— START —
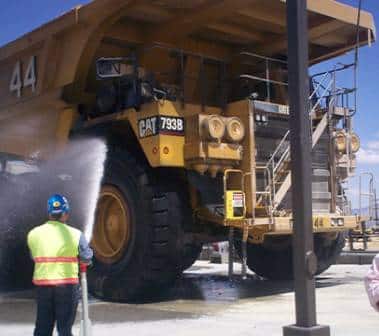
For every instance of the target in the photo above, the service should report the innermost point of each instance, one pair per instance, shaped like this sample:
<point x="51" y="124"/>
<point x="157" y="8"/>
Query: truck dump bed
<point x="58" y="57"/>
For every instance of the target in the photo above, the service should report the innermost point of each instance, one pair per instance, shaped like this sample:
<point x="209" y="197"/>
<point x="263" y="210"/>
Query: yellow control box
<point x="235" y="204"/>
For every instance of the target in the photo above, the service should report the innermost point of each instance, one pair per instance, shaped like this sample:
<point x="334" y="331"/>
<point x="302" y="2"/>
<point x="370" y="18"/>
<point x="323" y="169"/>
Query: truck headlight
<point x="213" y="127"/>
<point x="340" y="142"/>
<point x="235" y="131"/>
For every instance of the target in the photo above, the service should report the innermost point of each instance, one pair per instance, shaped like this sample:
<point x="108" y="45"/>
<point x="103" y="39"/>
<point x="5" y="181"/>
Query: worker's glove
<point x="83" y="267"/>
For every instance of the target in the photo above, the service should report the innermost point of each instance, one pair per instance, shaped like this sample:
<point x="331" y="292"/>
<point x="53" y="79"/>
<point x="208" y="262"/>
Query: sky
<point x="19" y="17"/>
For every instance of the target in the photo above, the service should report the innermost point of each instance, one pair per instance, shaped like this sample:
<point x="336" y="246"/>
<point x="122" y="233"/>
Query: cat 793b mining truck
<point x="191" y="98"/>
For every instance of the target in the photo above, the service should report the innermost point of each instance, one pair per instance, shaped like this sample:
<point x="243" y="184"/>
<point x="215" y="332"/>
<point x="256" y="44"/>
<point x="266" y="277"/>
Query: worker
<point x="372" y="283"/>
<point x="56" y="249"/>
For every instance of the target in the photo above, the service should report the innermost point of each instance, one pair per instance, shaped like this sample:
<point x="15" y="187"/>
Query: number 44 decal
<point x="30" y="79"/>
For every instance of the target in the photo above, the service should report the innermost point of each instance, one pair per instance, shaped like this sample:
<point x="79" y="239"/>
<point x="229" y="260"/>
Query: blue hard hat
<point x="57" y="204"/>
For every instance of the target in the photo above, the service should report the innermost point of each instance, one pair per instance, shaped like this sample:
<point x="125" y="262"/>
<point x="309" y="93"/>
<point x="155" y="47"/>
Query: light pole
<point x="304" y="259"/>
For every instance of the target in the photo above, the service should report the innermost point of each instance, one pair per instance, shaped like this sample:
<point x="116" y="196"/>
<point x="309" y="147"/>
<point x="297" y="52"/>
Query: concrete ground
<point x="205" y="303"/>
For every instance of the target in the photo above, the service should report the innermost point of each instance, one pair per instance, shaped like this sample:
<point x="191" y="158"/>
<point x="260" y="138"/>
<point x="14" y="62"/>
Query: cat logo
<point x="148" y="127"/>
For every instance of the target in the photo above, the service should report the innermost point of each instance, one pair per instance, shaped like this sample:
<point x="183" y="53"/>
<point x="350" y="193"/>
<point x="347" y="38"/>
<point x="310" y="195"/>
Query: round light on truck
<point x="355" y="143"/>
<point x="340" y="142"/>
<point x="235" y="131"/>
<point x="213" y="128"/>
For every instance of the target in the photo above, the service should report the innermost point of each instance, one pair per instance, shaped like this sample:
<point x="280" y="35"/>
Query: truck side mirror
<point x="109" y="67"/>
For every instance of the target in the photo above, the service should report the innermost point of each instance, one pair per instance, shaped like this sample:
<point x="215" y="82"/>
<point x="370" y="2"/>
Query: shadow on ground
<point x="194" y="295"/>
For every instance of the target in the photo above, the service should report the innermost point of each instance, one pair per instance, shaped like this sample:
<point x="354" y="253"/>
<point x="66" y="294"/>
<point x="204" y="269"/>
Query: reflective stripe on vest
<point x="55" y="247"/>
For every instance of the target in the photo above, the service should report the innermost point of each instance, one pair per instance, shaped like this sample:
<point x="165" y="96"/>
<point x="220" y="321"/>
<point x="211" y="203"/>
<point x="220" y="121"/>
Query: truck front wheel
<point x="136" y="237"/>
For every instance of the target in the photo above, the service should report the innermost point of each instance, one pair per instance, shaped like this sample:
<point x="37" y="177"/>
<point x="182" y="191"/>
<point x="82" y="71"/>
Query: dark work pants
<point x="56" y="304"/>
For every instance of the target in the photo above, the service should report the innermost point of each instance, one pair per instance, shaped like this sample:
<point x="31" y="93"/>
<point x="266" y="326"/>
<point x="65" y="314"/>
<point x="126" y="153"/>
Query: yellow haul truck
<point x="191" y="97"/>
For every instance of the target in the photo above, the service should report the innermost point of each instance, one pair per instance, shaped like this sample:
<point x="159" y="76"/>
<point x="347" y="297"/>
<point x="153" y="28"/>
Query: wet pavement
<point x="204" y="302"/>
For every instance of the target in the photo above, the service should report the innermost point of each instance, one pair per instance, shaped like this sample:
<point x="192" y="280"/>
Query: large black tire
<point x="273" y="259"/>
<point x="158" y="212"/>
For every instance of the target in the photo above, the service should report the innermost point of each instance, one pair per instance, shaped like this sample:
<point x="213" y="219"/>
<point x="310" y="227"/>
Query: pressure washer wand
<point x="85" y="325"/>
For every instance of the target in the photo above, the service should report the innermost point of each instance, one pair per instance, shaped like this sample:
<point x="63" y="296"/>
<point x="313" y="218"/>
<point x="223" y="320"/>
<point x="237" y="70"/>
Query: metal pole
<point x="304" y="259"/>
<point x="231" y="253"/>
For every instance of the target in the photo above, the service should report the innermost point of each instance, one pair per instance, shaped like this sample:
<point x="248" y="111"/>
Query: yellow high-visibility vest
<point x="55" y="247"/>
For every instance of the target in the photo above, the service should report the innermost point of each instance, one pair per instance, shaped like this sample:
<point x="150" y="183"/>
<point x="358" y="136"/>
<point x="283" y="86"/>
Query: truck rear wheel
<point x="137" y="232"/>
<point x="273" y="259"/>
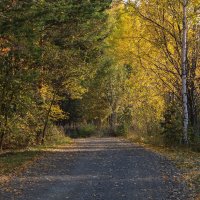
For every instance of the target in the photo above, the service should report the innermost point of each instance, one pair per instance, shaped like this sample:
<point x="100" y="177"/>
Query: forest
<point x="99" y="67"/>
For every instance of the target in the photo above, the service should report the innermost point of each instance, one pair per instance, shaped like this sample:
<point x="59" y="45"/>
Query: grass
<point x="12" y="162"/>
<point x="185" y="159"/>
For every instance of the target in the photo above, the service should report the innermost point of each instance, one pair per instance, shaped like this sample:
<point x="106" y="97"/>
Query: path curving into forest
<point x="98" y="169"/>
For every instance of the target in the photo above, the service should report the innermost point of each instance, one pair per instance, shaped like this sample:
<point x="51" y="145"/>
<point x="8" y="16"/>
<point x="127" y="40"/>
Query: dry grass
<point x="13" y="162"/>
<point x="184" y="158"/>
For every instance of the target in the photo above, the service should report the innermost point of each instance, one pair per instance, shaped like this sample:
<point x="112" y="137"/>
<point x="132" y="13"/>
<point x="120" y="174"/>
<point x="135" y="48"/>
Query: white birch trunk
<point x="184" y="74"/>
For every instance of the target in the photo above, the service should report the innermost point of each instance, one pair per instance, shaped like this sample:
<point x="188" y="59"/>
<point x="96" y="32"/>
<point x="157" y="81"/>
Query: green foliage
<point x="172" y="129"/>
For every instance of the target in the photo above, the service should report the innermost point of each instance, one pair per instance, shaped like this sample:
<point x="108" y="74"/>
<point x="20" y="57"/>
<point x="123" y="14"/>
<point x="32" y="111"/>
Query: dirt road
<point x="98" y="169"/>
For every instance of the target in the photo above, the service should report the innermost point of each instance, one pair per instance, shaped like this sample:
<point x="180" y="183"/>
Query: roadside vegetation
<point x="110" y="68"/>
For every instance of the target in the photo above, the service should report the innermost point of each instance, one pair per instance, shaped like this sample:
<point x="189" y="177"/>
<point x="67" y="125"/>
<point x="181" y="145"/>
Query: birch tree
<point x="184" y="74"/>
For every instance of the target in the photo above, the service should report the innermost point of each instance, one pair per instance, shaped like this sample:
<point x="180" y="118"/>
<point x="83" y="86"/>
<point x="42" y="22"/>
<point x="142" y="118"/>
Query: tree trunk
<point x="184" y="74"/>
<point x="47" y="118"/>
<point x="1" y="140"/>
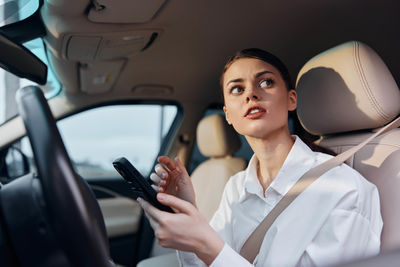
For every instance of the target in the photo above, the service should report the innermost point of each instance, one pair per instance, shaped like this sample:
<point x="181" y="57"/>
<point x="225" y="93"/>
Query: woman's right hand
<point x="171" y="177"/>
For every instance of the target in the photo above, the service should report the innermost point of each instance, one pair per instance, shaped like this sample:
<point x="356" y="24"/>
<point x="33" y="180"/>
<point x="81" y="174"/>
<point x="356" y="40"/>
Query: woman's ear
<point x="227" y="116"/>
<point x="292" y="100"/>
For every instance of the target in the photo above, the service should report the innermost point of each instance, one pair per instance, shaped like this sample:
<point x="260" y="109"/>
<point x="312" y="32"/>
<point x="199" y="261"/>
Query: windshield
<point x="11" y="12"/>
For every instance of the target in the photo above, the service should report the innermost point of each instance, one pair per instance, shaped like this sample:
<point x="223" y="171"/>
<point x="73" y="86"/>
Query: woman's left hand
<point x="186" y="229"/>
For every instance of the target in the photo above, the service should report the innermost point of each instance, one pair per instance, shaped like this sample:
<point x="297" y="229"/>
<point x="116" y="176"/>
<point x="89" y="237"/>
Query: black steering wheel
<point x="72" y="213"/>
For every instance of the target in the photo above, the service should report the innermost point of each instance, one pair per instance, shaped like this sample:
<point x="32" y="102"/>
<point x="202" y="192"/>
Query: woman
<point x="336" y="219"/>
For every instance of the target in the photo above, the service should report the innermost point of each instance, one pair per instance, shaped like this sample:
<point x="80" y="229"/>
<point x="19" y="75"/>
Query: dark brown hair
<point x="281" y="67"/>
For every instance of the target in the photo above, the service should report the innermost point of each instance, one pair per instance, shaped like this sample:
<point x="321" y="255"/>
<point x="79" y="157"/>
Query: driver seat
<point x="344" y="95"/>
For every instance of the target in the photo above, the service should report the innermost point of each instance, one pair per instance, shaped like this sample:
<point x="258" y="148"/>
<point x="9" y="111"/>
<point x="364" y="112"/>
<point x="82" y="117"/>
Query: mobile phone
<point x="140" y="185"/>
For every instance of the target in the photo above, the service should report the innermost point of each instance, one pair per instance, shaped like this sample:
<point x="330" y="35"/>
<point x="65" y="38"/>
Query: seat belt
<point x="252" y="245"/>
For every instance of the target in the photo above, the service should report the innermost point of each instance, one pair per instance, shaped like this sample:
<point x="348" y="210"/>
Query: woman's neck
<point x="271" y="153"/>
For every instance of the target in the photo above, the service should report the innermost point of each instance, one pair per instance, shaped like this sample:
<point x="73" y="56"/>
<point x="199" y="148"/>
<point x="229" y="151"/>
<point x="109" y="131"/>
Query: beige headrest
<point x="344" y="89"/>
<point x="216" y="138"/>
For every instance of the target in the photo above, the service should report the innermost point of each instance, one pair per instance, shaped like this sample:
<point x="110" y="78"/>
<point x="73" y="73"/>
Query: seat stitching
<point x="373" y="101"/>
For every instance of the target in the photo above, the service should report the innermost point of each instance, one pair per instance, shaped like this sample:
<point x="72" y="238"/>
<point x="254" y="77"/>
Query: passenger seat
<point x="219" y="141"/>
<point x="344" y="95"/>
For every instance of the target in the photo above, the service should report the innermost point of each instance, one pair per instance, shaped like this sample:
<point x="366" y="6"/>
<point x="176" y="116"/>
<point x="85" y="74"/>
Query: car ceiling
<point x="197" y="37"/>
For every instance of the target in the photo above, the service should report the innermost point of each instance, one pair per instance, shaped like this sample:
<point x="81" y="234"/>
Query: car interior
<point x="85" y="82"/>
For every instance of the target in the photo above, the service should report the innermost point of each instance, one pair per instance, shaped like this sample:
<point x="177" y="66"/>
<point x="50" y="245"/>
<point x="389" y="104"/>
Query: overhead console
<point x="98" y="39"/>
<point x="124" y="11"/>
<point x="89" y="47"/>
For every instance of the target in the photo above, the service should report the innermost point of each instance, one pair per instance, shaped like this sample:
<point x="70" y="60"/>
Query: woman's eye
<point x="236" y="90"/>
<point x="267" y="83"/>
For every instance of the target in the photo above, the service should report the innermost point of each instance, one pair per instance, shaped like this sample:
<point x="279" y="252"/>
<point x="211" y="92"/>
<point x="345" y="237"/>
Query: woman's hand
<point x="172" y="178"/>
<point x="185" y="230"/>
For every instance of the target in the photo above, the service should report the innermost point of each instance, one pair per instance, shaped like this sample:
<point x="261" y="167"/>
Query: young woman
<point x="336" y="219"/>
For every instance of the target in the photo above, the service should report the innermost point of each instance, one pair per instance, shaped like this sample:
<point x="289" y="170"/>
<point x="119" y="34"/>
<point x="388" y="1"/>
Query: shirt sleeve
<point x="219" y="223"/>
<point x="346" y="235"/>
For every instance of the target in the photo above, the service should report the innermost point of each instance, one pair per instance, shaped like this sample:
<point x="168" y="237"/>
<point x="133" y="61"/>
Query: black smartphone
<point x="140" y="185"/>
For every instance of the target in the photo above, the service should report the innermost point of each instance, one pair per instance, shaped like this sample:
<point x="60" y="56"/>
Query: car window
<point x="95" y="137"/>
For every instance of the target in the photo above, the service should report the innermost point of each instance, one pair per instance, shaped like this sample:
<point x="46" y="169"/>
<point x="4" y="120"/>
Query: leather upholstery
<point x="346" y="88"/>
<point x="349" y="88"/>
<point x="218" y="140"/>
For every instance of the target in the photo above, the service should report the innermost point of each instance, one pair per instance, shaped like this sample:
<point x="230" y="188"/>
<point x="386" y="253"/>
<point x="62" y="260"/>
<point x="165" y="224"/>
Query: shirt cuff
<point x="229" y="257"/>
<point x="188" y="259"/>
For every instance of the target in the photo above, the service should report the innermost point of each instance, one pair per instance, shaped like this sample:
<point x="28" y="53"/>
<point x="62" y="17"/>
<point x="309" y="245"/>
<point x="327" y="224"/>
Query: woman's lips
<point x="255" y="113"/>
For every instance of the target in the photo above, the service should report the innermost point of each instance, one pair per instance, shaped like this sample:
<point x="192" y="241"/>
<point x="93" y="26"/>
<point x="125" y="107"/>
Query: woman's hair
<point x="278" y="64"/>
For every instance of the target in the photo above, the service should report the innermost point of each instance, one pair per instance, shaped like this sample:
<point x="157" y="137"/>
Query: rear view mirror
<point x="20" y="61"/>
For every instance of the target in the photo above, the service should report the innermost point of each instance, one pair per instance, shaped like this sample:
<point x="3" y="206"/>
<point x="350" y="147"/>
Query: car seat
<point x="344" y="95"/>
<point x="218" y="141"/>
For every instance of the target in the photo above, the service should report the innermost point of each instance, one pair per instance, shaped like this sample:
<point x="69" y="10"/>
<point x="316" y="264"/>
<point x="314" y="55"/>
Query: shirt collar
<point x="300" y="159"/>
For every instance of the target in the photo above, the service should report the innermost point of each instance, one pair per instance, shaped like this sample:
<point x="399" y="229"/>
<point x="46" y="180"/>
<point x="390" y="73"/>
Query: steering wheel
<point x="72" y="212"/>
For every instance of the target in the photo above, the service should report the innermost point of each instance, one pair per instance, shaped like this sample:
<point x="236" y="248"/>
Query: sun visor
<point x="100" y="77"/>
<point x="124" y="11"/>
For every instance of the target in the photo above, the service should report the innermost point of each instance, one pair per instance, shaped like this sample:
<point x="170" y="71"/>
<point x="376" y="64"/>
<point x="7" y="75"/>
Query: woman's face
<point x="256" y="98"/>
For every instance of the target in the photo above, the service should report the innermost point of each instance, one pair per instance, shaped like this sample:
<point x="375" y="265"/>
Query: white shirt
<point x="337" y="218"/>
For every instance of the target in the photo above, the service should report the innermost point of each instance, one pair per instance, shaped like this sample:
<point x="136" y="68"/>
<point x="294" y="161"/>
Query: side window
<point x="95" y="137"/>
— END —
■ **Written instruction**: Report each line above that contains the word "seat".

■ **Answer to this problem**:
Query: driver seat
Query: seat belt
Query: seat stitching
Query: passenger seat
Query: car seat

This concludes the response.